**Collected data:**
┏━━

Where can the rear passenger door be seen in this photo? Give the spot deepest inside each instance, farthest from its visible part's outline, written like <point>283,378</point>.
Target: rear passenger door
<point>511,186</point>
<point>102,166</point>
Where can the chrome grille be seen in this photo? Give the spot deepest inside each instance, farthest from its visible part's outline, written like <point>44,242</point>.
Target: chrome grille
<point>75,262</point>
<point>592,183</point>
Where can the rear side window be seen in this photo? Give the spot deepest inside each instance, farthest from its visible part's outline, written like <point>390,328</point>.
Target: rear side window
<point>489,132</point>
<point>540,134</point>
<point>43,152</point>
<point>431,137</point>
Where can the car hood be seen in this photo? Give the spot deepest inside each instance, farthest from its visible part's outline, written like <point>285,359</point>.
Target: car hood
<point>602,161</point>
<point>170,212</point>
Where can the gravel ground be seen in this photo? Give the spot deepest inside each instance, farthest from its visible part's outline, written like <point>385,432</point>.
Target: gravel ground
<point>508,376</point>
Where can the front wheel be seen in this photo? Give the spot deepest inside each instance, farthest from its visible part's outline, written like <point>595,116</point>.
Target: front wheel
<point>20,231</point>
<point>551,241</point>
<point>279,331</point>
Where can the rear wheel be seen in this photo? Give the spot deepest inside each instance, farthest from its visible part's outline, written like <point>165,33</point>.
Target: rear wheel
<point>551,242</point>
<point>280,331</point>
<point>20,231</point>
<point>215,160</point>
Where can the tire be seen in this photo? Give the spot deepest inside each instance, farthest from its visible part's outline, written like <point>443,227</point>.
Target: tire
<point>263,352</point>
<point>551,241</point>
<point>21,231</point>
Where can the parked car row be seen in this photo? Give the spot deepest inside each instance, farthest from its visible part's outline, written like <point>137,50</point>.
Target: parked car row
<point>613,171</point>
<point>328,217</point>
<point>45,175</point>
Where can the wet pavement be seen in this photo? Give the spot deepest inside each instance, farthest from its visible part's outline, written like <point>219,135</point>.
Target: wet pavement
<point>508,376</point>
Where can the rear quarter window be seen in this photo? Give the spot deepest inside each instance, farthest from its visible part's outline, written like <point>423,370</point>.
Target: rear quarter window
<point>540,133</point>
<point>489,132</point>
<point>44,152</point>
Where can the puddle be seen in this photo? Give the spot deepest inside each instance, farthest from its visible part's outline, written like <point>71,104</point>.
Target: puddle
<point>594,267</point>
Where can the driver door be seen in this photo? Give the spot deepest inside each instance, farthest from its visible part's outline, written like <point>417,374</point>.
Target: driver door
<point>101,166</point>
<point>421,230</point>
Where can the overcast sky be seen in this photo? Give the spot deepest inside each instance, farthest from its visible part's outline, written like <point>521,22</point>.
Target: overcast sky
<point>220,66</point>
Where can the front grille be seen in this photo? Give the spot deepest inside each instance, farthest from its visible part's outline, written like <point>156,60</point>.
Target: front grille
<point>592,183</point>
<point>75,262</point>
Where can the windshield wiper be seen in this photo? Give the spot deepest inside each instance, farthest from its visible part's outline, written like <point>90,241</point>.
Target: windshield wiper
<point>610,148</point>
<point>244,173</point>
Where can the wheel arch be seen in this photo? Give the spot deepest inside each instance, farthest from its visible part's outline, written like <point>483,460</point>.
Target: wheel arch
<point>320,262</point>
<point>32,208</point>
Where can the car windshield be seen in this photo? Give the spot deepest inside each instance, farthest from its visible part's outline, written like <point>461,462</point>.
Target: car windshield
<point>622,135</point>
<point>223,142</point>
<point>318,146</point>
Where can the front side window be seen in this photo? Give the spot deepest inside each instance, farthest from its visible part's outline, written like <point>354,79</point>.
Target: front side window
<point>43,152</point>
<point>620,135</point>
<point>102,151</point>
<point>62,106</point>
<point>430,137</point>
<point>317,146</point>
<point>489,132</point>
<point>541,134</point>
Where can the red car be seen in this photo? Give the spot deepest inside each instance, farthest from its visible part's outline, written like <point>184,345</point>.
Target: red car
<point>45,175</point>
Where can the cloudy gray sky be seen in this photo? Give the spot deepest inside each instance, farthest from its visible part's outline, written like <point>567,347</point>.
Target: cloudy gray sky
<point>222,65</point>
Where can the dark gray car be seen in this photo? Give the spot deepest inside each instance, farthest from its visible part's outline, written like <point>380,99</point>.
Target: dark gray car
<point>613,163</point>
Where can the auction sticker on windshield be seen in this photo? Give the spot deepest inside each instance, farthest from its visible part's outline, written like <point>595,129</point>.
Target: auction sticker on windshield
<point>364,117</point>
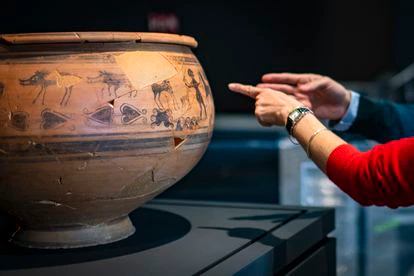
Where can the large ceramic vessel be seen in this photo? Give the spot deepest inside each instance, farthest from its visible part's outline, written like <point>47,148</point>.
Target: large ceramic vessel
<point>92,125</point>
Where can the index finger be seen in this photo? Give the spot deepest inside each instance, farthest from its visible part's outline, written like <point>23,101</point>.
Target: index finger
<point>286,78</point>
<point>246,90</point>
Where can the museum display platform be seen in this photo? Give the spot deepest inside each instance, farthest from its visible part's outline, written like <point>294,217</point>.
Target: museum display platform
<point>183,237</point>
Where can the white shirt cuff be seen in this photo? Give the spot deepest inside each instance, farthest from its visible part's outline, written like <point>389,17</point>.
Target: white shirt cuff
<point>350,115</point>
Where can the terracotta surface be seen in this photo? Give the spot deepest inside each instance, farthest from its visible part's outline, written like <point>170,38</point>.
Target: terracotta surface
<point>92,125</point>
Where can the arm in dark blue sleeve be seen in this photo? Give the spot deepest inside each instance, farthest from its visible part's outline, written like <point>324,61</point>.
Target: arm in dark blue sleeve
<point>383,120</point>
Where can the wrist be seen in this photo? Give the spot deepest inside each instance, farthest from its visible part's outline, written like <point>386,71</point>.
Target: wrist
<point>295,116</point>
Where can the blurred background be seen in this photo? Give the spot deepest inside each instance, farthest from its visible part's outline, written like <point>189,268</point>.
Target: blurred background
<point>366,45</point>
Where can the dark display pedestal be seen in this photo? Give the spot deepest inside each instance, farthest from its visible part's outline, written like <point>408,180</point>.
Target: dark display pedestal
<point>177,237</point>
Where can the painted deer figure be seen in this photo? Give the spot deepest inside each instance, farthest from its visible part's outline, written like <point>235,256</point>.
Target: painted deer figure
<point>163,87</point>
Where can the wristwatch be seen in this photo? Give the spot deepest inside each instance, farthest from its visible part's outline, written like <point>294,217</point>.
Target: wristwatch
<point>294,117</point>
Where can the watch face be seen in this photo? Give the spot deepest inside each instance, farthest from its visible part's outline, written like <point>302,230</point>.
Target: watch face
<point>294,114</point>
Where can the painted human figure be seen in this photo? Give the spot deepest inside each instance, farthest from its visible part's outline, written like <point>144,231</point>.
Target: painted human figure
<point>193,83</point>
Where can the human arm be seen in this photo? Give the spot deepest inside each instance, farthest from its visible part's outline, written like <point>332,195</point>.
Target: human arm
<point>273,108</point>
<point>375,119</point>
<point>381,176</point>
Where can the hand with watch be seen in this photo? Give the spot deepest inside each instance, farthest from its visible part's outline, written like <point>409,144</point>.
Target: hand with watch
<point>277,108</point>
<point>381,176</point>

┗━━
┏━━

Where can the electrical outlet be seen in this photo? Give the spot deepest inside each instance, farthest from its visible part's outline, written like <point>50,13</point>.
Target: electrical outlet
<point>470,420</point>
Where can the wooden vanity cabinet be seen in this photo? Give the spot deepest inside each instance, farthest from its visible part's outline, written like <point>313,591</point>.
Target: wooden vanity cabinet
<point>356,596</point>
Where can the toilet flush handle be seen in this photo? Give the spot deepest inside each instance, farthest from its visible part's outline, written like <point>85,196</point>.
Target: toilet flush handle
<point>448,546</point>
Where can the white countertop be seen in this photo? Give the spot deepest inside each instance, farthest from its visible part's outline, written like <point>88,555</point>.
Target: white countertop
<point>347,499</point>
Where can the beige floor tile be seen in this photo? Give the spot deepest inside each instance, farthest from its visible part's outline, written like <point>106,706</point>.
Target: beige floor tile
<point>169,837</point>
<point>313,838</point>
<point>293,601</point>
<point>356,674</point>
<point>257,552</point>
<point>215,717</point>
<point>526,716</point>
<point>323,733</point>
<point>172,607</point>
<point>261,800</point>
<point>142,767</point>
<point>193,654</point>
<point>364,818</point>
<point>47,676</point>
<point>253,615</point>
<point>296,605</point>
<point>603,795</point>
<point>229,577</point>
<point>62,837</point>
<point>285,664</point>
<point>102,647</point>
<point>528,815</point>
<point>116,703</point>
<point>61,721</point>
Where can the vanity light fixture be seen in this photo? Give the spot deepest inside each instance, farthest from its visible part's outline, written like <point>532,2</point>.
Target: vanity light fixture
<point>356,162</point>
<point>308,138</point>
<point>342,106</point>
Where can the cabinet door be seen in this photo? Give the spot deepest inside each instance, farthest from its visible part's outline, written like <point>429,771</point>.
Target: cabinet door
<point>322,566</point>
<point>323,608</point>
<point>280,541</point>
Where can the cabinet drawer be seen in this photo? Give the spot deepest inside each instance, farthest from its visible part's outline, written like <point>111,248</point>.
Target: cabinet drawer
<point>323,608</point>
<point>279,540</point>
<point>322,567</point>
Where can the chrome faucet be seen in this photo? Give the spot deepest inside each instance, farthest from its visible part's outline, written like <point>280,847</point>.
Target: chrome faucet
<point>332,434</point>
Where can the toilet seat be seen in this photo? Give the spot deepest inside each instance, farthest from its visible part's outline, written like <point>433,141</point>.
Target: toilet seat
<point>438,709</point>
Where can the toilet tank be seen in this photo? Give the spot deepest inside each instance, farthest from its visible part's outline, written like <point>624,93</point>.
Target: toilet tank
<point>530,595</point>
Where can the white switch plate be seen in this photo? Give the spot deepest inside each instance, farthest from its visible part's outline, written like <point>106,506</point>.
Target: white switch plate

┗━━
┏━━

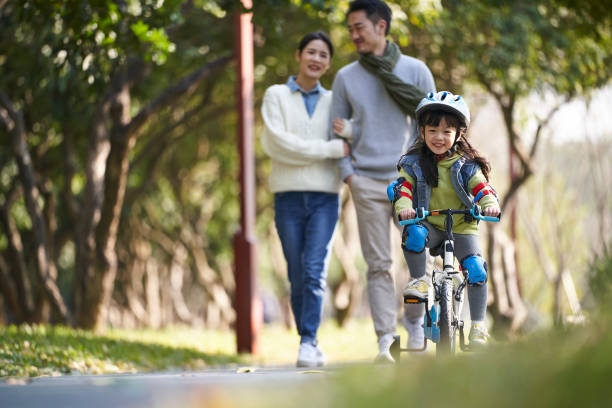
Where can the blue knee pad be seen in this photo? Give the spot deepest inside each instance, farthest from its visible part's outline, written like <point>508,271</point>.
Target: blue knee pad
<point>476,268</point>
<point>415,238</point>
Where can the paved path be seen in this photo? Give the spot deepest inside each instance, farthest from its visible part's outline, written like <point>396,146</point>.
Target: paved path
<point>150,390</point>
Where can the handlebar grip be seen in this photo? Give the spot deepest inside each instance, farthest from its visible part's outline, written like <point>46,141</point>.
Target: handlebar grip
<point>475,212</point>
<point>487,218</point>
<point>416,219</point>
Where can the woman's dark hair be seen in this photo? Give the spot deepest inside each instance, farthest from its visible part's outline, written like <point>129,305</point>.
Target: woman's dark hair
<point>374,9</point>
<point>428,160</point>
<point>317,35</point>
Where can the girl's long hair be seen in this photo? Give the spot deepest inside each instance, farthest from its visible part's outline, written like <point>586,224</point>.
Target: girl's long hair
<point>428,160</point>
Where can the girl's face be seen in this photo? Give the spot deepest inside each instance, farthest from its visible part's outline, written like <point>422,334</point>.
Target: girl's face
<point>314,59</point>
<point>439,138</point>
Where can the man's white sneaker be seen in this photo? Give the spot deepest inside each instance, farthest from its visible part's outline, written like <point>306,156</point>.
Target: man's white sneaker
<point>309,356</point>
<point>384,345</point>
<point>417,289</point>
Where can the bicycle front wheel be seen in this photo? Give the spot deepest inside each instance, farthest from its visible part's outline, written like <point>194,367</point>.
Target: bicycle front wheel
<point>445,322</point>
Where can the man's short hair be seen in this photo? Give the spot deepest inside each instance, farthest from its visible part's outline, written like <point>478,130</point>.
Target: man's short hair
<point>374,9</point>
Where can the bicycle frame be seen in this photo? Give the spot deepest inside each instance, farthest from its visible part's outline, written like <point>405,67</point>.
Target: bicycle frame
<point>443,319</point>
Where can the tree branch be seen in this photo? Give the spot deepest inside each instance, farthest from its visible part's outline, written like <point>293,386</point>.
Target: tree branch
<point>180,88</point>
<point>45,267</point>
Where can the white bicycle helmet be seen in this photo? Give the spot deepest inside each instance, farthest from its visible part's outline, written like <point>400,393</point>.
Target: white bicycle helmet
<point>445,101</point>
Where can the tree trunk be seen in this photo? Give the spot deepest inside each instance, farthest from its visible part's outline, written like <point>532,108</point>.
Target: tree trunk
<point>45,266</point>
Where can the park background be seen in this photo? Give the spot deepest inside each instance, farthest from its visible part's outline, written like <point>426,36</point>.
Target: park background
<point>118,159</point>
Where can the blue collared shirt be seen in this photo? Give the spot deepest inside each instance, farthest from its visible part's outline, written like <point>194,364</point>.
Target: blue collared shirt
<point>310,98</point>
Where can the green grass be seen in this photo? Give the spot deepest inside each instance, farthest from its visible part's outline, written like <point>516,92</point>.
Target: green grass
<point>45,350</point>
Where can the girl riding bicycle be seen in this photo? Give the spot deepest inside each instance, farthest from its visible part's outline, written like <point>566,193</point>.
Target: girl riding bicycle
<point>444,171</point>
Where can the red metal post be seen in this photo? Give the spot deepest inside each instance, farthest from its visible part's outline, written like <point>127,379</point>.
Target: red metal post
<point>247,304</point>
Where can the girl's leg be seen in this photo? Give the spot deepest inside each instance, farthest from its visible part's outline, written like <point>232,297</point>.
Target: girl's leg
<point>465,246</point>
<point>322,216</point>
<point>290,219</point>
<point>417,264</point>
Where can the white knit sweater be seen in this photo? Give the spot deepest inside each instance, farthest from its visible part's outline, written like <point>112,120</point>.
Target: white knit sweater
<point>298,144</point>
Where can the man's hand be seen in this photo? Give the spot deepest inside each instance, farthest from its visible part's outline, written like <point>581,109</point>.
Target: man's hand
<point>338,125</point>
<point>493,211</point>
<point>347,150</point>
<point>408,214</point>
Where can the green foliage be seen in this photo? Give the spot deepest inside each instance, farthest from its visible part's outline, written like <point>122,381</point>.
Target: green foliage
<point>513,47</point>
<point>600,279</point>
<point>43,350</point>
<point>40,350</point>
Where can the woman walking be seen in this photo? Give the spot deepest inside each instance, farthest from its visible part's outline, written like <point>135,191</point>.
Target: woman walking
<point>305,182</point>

┗━━

**WHAT YOU NEED TO DO:** Swap "deepest" for "innermost" in the data from the line with "Where can the rear passenger" to the line with "<point>21,231</point>", both included, and give those lines again with nothing else changed.

**ANSWER TO THIS TASK:**
Where can the rear passenger door be seen in this photo? Give the spot innermost inside each instance, farthest from its visible part's outline, written like <point>283,378</point>.
Target: rear passenger door
<point>511,186</point>
<point>102,166</point>
Where can the chrome grille be seen in this photo? Give the spot innermost inside each instance, farthest from its visible part's outline, written like <point>44,242</point>.
Target: chrome grille
<point>75,262</point>
<point>592,183</point>
Where can the rear side window be seen in this photo? Give the spot innermost inside each instance, farthest from its visible part's outline, written like <point>390,328</point>.
Target: rear side window
<point>489,132</point>
<point>540,134</point>
<point>43,152</point>
<point>431,137</point>
Where can the car hood be seen in this photo? Give the spot innermost inside each instance, farthest from its visible part's outline, written like <point>285,359</point>.
Target: car hood
<point>602,161</point>
<point>170,212</point>
Where can the gravel ground be seen in this photo? Give the spot innermost inside each instance, farthest from its visible part's outline, written like <point>385,432</point>.
Target: gravel ground
<point>508,376</point>
Where can the front wheel be seen in this photo? Give the spot innermost inside each instance, farthest from its visible part's outline, written like <point>595,116</point>.
Target: front wheel
<point>20,231</point>
<point>551,241</point>
<point>279,331</point>
Where can the rear wheel be seen in this photo? Give the spot innermost inside each instance, farthest from its visible part's outline, written like <point>165,33</point>.
Target: rear wheel
<point>551,242</point>
<point>280,331</point>
<point>20,231</point>
<point>215,160</point>
Where can the tire be seen in this photo? Give the spot innermost inside each instance, farthest from its visible part's outline, written like <point>443,227</point>.
Target: tire
<point>263,352</point>
<point>551,241</point>
<point>21,231</point>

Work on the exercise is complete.